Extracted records
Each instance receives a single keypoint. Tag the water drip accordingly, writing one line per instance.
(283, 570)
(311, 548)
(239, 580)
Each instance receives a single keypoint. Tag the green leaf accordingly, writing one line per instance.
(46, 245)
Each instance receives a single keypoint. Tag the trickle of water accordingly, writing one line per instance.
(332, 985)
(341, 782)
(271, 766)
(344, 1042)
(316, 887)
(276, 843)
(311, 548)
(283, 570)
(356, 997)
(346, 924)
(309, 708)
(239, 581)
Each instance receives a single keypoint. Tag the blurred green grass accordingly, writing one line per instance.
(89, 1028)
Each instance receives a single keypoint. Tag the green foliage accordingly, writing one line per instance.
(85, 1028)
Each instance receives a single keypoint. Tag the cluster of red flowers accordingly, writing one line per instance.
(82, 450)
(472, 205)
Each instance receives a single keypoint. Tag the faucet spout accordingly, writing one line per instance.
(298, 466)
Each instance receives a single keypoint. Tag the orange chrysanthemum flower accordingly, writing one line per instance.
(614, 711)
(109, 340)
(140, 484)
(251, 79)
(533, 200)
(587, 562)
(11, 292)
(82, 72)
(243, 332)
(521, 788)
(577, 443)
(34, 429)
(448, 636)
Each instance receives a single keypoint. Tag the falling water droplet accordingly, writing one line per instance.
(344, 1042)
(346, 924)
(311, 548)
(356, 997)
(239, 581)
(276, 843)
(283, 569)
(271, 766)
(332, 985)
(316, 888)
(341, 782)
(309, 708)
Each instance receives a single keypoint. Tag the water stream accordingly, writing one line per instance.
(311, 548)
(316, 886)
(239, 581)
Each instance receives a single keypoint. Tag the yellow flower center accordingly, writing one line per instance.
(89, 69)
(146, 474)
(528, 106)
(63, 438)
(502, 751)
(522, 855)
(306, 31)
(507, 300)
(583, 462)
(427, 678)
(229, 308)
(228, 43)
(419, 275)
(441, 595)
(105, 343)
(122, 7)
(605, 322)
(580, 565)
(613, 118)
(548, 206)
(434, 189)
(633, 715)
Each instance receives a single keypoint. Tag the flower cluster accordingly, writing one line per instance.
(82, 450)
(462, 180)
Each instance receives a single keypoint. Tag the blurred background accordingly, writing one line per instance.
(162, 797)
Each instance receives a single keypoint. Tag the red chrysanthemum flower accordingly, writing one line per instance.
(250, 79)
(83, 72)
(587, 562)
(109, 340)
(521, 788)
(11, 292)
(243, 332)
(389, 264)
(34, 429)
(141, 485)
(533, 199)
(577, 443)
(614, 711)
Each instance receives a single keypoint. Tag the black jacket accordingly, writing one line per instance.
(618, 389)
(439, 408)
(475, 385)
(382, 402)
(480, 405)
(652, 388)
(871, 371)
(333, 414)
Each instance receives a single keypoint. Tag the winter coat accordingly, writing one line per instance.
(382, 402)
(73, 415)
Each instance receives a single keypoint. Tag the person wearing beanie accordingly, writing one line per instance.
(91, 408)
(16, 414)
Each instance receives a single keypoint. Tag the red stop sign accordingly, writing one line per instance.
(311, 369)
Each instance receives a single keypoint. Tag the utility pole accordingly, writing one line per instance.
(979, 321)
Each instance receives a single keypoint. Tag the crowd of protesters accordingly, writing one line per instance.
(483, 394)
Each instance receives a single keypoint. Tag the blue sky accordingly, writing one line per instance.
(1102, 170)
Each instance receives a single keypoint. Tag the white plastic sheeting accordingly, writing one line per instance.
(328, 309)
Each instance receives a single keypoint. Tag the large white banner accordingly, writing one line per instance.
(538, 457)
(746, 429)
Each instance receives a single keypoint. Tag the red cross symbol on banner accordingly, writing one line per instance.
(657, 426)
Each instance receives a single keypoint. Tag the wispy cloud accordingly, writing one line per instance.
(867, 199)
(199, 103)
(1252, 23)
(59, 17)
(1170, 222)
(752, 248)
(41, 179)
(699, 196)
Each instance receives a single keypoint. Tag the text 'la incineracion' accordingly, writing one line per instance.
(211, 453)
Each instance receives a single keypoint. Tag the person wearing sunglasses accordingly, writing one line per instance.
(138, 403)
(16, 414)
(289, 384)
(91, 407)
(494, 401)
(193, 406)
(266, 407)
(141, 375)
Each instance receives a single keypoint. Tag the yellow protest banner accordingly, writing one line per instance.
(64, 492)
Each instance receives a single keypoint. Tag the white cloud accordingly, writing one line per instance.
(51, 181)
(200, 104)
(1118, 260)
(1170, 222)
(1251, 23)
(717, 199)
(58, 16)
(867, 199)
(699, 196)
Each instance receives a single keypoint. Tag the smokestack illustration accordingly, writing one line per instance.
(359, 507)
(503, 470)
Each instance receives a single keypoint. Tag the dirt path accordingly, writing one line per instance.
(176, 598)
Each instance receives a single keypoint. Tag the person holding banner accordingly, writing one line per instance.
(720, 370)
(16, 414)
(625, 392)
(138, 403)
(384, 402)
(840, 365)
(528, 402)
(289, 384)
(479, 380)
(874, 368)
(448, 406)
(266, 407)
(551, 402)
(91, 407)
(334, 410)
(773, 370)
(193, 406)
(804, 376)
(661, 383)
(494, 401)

» What needs to be done
Please return, exactly as written, the line containing "Each instance receives a single keypoint. Tag the yellow protest" and every line after it through the end of the records above, and nothing else.

» Solution
Each instance receives a single keypoint. Tag the yellow protest banner accordingly, writing one line per instance.
(64, 492)
Each instance receives a single keypoint. Tag the white cloud accordingly, writing one line per instance.
(51, 181)
(200, 104)
(1118, 260)
(1170, 222)
(1251, 23)
(717, 199)
(58, 16)
(867, 199)
(699, 196)
Each instance receives a single keypoint. Tag the smokestack illustration accordingly, writing one line per instance.
(359, 507)
(503, 470)
Each instance receives a single keypoint. Tag the dirt path accordingly, writing one line per instance.
(176, 598)
Each instance receives a single keypoint. Tag the person holding banner accordingly, writing one line per instance.
(720, 370)
(16, 414)
(625, 392)
(138, 403)
(384, 402)
(840, 365)
(528, 402)
(289, 384)
(479, 380)
(874, 368)
(448, 406)
(266, 407)
(551, 402)
(91, 407)
(334, 410)
(773, 370)
(193, 406)
(804, 376)
(661, 383)
(494, 401)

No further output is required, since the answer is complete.